§ Fragen und Aufgaben
A. Von welcher Firma wurde die 1893 beschaffte Motorschneefege laut dem Text über die Schneefege gebaut?
B. Schreibe den Text über die Schneefege bitte im Anschluss an seinen letzten Satz weiter.

§ Vorliegender Text
⁂
Beim nunmehr bis 1893/94 gewachsenen Streckennetz stellte sich insbesondere im Winter die Frage der Schneeberäumung.

Für den Betrieb im elektrifizierten Netz wurde bereits 1893 eine Motorschneefege als erstes motorgetriebenes Arbeitsfahrzeug beschafft. Gebaut wurde das hochbeinige und mit Holzrahmen ausgestattete sowie ungefederte Fahrzeug von der Maschinenfabrik CYKLOP Mehlis & Behrens in Berlin.

https://abload.de/img/forum-bild6ahj4u.jpg

Bild 6:
Ansicht der 1893 gelieferten Schneefege aus der Maschinenfabrik CYKLOP. Hier noch ohne Nummer lief die Schneefege bis 1910 unter der Nummer 105, ab 1910 unter der Nummer 400. Gekuppelt ist sie mit einer gleichfalls nummernlosen, offenen Lore für Bahndienstzwecke.


Auf dem Foto ist entgegen § 1 der Bahnordnung keine Wagennummer am Fahrzeug erkennbar. Hatte das Fahrzeug wirklich keine Wagennummer? Offenbar ja. Bekannt ist, dass das Fahrzeug im Jahre 1910 von der Nummer 105 in die 400 umgezeichnet wurde. Aber wann erhielt es die Nummer 105 und nicht 101 als erstes Arbeitsfahrzeug?
Ein Teil der Lösung lässt sich im Umzeichnungsplan von 1899 finden. In diesem Jahr wurde der, bis dahin gewachsene Fahrzeugpark nummernmäßig teilweise neu geordnet.

Betrachten wir hierzu einmal den Fahrzeugbestand am Ende des Jahres 1900.
Triebwagen:
· Nr. 1-101 Baujahr 1893 bis 1900
· Nr. 105-106 Schneefegen Baujahr 1893/98
· Nr. 210-219 als Nachlieferung später im Jahr 1900

Beiwagen:
· 110-119 Sommerbeiwagen Baujahr 1898/99
· 120-125 kombinierte Personen-/Gepäckwagen der Vorortbahn nach Reichenbrand, 1898
· 126-156 vormalige Pferdebahnwagen
· 157-170 Beiwagen Baujahr 1900


Vergleicht man die Nummerngruppe der Trieb- und Beiwagen erkennt man die freien Stellen von Nr. 102 bis 109. In diese Lücke fügte man die Motorschneefegen ein. Somit hat die 1893er Schneefege offenbar erst um 1899/1900 die Wagennummer 105 erhalten und diese bis 1910 behalten. Ob und was genau mit den Nummern 102-104 belegt wurde ist nicht überliefert.
⁂
§ Bereitgestellte Angaben
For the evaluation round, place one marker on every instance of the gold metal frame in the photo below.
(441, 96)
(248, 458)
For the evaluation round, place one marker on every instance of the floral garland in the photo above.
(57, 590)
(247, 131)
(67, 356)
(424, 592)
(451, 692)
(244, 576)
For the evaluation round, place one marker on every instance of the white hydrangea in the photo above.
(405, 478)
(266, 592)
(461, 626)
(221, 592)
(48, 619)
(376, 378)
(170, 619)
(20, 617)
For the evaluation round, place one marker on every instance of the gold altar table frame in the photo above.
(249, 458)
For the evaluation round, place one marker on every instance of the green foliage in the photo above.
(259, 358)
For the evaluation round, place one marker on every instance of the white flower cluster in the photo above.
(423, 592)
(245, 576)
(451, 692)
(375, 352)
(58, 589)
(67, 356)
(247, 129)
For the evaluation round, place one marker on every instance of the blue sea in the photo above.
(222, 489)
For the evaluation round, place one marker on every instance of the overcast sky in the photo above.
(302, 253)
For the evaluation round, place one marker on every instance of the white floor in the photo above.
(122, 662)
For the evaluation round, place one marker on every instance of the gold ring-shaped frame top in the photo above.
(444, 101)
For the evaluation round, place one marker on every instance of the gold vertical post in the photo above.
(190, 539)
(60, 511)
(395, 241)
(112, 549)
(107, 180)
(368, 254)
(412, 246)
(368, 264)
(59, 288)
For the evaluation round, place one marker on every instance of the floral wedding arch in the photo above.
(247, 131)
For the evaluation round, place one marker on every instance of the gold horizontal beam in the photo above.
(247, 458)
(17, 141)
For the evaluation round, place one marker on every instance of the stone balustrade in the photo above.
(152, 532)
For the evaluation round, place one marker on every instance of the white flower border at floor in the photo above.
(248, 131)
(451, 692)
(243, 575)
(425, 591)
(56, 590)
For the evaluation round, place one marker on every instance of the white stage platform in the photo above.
⁂
§ Erwartete Ergebnisse
A. Von der Maschinenfabrik CYKLOP Mehlis & Behrens in Berlin.

B.
1934 wurde die Motorschneefege in einen Schneefege-Beiwagen ohne Kastenaufbau umgebaut. Als Solcher wurde das Fahrzeug unter der Nummer 1010 bis 1975 eingesetzt.
Die letzte Hauptuntersuchung datierte auf das Jahr 1971, die letzte Zwischenuntersuchung auf den 27. August 1974. Das erste Heimat-Depot 1893 war Kappel, sein letztes 1975 der Bf. Altendorf.

https://abload.de/img/forum-bild78tkpi.jpg

Bild 7:
Abw 1010 im Bf. Leninstraße am 19. Juli 1964.


1898 und 1910 folgten noch zwei weitere Schneefegen (Nr. 106 + 107) gebaut von der Aktiengesellschaft für Eisenbahn- & Wagenbau, Breslau. Diese verfügten aber über einen stählernen Rahmen. Von der 1898 gebauten Schneefege (Nr. 106) ist kein Foto aus der Zeit der Lieferung bzw. der ersten Einsatzjahre bekannt.
Von der Schneefege 107 liegt ein Foto vom Lieferzustand vor. Das Fahrzeug verfügte über einen 50 PS-Motor. Dieser erlaubte eine Höchstgeschwindigkeit von ca. 12km/h. Für das Fahrzeug wurden 11640,-Mark berechnet (Geschäftsbericht 1910).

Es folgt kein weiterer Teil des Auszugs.